> **Il problema**
Nel tratto del testo di studio da "Né è da tralasciare" fino a "mani del nemico.", rinomina "Giuseppe" in "Giovanni" e riporta il passo così modificato.

Per questo i genitori portarono il ragazzo nella cappella della Santissima Annunziata. Quando fu fatto il voto, cioè di indossare il suddetto Abito, immediatamente lo spirito infame si ritirò dal ragazzo, che poi portò quell’Abito molto religiosamente.
Né è da tralasciare come in questi giorni Giuseppe Navinio vicentino, stando per caso a Verona, fosse stato improvvisamente assalito da quattro nemici armati di spada, e si fosse sentito colpito alle spalle il giorno prima delle idi di marzo [il 14]. Ma l’Abito santo della Beata Vergine, con il quale andava vestito, lo protesse con la sua virtù, come se fosse una corazza di ferro, e così Giuseppe scappò illeso dalle mani del nemico.

> **Dati di esercizio**
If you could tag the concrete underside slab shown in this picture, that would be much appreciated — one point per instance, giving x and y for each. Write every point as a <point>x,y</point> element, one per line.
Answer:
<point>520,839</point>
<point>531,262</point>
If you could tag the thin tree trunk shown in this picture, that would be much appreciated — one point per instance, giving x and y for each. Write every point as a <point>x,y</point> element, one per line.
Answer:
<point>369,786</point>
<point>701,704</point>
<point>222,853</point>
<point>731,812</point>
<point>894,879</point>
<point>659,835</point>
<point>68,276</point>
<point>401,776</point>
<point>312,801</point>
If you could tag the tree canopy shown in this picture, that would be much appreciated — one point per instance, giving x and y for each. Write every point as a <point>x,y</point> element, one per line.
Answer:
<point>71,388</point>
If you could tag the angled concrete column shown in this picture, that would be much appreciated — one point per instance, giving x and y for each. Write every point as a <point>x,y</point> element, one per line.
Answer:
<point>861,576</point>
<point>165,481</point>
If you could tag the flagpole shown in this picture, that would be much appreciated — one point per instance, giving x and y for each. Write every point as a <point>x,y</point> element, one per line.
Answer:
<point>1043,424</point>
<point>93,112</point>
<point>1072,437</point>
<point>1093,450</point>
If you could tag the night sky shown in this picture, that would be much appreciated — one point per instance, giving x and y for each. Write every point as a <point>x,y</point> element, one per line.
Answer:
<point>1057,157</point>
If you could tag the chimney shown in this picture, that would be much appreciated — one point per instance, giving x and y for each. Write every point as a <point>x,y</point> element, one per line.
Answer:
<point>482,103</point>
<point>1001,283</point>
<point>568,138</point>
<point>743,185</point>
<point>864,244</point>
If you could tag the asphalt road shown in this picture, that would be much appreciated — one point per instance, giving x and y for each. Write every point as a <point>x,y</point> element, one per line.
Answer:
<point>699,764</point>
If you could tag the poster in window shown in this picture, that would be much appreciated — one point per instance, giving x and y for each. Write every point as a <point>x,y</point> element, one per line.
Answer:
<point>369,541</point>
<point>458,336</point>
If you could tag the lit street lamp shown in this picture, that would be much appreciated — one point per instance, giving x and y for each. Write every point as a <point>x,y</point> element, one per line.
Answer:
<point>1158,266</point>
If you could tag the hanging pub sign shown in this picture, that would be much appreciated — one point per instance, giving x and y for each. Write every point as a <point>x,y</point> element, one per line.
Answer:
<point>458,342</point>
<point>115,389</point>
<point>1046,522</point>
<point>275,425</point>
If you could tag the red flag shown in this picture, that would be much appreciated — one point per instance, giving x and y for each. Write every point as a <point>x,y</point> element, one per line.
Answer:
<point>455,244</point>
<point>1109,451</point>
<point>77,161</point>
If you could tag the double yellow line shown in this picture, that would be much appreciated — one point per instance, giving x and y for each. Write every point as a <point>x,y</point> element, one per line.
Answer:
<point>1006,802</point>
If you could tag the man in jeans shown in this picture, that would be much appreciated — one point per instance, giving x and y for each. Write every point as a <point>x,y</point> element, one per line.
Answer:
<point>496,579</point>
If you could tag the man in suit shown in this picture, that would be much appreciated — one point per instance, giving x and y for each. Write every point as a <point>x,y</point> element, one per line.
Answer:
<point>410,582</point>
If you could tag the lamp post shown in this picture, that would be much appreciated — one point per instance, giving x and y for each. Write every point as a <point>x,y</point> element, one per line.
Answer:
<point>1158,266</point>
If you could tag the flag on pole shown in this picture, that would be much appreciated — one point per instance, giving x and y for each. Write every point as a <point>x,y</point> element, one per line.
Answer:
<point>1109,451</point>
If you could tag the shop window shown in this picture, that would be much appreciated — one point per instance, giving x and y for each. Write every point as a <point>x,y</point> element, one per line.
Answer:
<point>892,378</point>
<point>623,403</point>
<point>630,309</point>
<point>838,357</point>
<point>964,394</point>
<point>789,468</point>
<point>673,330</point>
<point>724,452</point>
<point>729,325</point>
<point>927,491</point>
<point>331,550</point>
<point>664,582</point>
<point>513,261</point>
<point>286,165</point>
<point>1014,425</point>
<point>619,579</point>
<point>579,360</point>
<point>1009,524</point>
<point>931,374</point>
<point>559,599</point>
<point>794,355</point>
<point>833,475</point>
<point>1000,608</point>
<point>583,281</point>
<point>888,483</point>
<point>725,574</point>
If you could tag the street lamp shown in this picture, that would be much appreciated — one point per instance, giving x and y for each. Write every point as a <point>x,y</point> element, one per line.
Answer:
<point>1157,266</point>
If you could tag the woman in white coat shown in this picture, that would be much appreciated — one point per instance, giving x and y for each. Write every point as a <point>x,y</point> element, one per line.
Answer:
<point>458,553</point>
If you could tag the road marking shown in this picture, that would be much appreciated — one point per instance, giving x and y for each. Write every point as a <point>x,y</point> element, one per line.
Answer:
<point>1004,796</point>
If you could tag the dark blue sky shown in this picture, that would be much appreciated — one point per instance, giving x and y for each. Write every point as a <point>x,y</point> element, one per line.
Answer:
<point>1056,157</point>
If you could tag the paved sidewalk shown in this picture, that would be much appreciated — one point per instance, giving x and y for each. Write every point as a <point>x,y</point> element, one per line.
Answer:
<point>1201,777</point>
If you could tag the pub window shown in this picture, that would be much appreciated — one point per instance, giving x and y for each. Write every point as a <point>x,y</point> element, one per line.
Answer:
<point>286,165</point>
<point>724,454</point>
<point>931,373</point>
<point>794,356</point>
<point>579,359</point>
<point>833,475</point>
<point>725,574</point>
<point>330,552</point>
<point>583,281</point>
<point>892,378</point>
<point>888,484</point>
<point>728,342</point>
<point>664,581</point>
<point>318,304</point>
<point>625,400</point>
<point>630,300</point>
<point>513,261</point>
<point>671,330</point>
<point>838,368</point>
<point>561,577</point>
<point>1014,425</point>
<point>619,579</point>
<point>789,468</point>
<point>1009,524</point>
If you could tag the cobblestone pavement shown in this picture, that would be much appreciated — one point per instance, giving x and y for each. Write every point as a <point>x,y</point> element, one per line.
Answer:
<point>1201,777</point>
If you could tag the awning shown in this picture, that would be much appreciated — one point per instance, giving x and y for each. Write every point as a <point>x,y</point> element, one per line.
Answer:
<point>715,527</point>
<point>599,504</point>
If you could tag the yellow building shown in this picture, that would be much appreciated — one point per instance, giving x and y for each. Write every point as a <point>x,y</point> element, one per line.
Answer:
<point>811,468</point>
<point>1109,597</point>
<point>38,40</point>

...

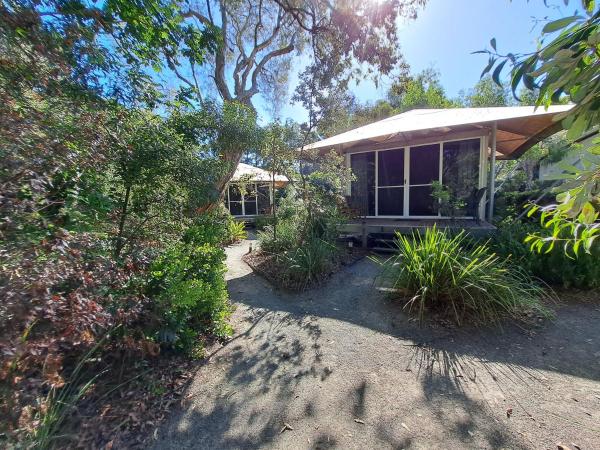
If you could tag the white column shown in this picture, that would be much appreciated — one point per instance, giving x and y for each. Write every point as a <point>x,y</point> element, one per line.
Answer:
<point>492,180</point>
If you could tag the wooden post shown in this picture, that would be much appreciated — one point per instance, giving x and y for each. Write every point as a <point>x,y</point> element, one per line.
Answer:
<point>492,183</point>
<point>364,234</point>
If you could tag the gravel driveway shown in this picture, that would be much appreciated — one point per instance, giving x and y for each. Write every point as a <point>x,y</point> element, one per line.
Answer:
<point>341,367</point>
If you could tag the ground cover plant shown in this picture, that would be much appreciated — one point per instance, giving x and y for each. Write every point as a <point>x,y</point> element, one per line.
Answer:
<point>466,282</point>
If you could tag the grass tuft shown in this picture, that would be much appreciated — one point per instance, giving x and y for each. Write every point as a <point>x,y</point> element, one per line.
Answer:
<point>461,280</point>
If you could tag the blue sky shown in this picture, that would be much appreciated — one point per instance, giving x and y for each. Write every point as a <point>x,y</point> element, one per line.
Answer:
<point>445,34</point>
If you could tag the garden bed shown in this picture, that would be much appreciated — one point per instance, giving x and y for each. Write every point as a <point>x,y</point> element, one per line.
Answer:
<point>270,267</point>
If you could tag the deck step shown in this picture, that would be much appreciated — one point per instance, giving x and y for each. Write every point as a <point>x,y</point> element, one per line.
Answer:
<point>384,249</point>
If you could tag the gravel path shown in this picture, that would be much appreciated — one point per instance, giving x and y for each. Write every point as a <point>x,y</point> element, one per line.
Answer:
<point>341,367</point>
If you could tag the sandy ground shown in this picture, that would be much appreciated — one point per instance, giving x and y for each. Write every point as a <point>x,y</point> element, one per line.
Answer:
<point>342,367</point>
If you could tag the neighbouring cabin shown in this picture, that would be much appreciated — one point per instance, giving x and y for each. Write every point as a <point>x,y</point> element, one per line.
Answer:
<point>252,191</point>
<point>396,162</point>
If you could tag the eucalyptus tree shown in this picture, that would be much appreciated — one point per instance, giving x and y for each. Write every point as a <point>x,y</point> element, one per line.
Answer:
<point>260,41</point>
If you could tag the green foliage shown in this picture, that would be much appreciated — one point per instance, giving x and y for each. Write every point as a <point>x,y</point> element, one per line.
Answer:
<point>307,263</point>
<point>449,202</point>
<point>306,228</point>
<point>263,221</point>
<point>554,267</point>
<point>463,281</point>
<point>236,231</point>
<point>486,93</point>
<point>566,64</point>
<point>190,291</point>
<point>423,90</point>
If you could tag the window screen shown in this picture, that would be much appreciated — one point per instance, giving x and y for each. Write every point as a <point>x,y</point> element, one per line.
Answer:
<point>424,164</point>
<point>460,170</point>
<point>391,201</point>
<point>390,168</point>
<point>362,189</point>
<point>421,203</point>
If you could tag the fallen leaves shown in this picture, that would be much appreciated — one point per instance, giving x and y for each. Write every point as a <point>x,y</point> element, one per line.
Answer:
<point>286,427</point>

* * *

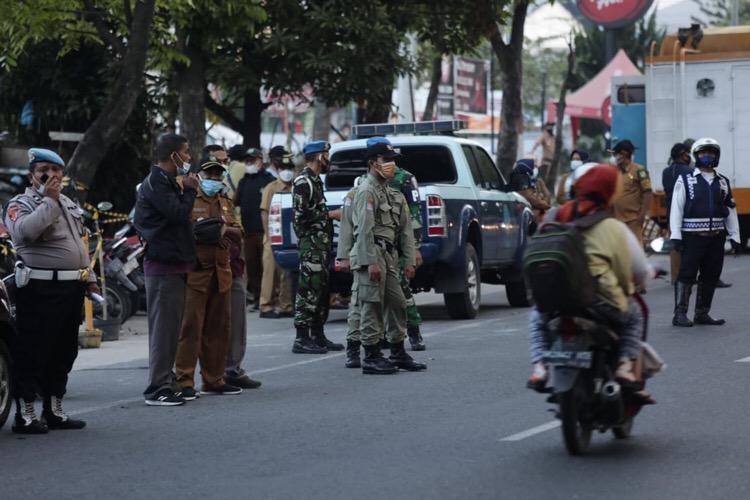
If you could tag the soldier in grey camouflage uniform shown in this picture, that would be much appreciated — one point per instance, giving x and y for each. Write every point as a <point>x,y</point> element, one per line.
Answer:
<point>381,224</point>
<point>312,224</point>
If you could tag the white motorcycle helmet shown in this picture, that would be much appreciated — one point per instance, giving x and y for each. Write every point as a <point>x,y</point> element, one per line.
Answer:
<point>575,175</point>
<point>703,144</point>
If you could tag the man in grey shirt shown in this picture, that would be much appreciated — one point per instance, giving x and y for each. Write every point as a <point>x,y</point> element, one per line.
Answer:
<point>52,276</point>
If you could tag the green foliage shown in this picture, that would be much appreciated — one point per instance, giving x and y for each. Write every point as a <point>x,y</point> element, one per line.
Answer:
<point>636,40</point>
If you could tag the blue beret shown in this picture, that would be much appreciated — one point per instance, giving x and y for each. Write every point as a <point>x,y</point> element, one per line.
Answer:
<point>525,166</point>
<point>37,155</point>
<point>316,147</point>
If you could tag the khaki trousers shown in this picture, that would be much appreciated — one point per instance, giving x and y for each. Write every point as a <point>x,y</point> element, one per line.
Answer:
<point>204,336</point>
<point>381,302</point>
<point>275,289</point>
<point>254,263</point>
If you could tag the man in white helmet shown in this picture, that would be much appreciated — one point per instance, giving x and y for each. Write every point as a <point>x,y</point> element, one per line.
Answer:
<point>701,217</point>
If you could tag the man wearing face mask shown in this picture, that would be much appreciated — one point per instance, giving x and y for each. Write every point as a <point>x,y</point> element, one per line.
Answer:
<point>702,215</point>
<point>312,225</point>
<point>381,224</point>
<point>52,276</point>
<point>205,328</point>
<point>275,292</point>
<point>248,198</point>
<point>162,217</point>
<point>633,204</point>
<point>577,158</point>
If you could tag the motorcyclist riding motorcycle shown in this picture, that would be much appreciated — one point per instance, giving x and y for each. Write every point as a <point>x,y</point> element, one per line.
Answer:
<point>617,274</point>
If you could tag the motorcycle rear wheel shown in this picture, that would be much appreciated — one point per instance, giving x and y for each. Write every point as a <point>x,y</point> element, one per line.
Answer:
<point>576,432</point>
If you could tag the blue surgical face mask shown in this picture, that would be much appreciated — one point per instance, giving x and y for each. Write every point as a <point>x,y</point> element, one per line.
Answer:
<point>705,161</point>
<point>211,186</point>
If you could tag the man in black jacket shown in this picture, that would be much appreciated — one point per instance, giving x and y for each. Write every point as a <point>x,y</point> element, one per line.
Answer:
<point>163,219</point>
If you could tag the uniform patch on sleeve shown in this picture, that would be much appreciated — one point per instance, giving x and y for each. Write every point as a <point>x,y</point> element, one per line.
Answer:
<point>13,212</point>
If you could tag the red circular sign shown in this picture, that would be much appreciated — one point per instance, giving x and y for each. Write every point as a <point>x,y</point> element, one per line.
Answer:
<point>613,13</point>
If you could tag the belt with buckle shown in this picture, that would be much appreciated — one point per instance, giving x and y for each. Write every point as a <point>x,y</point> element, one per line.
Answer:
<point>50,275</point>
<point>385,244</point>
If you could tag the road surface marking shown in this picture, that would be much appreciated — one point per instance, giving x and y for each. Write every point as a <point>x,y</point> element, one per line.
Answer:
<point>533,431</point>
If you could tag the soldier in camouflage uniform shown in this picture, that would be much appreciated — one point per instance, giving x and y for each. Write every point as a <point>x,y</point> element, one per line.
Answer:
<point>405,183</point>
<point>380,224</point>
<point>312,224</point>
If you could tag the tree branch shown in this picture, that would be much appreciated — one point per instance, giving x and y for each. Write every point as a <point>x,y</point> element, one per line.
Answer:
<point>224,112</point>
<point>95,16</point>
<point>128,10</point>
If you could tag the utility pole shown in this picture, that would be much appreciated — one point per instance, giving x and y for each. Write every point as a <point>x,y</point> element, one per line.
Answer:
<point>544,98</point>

> **Risultato del compito**
Né è da tralasciare come in questi giorni Giovanni Navinio vicentino, stando per caso a Verona, fosse stato improvvisamente assalito da quattro nemici armati di spada, e si fosse sentito colpito alle spalle il giorno prima delle idi di marzo [il 14]. Ma l’Abito santo della Beata Vergine, con il quale andava vestito, lo protesse con la sua virtù, come se fosse una corazza di ferro, e così Giovanni scappò illeso dalle mani del nemico.